- **SHORT EXERCISE**
How many lines of the records contain the word "instance", with case counting? Reply with the number only.

Annotation records
__________

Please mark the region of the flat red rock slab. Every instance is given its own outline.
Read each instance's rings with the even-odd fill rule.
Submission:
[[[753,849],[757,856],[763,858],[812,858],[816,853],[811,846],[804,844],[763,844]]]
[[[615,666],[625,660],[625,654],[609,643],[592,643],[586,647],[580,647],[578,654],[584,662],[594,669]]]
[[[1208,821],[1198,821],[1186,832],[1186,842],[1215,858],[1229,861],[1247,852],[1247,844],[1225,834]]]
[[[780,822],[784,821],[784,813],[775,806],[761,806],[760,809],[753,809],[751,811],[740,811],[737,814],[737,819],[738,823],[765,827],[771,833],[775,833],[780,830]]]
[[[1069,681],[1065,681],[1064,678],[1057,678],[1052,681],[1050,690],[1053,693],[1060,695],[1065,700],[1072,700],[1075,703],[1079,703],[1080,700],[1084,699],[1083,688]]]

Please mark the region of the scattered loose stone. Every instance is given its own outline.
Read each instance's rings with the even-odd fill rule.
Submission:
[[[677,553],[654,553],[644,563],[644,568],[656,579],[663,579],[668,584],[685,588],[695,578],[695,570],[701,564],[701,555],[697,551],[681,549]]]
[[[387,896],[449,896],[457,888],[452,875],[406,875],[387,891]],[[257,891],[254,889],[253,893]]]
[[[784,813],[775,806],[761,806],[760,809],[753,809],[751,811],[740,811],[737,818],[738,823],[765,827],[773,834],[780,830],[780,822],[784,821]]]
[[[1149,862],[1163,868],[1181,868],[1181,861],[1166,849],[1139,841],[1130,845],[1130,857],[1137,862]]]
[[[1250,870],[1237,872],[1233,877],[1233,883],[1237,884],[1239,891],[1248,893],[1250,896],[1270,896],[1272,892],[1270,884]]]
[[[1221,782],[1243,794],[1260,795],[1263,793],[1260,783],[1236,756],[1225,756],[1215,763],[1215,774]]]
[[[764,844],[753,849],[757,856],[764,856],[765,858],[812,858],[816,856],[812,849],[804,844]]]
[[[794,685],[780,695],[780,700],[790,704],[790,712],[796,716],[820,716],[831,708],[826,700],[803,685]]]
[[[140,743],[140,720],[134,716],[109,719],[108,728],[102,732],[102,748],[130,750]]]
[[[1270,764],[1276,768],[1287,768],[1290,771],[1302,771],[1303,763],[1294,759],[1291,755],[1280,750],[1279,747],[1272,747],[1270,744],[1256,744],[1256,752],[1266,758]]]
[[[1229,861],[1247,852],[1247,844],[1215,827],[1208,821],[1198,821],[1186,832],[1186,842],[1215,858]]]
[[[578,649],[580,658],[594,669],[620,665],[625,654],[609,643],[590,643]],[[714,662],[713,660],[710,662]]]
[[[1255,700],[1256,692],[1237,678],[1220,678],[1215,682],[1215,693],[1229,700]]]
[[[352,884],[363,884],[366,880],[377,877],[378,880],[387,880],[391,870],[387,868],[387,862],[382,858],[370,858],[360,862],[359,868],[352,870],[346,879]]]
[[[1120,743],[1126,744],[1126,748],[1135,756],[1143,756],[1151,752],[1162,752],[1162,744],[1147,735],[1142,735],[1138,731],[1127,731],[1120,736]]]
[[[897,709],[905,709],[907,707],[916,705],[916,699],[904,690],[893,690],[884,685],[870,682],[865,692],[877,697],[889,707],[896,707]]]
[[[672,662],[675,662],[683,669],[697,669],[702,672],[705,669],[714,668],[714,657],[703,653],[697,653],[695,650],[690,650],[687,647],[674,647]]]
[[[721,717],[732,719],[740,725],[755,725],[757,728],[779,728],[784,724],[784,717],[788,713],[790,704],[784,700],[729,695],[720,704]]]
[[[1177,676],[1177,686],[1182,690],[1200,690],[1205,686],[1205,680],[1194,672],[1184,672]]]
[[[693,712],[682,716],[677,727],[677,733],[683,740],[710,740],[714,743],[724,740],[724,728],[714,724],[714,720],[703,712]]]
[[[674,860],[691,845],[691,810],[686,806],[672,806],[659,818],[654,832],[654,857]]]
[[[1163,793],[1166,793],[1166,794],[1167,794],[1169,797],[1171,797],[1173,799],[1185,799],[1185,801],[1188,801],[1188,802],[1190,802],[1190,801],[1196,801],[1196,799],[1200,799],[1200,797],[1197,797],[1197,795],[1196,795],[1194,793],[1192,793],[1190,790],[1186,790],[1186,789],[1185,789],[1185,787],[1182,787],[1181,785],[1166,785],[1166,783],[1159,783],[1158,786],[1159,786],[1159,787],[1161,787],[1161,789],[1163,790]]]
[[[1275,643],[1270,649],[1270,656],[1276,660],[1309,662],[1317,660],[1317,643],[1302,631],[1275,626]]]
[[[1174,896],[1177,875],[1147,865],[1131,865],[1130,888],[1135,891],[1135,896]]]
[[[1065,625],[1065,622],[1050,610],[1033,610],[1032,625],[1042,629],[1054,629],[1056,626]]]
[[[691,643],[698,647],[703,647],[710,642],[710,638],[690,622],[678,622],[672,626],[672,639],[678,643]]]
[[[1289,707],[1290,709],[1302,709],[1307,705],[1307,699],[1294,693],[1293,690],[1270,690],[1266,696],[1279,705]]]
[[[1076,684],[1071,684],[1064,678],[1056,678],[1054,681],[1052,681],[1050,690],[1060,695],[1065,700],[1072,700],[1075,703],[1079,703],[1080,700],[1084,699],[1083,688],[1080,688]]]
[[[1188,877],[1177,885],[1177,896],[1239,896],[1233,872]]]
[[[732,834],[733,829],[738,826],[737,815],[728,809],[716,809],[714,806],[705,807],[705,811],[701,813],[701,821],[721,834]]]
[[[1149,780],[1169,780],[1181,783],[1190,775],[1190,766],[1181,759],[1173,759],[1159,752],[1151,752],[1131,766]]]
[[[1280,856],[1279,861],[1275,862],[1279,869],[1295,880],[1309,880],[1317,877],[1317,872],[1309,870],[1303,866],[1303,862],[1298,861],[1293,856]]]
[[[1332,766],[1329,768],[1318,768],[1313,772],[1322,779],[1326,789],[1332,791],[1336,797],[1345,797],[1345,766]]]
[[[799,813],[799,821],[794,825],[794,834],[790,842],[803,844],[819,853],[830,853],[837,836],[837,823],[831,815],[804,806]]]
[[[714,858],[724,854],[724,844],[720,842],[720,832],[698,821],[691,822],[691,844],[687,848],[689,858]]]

__________

- **SOLUTION**
4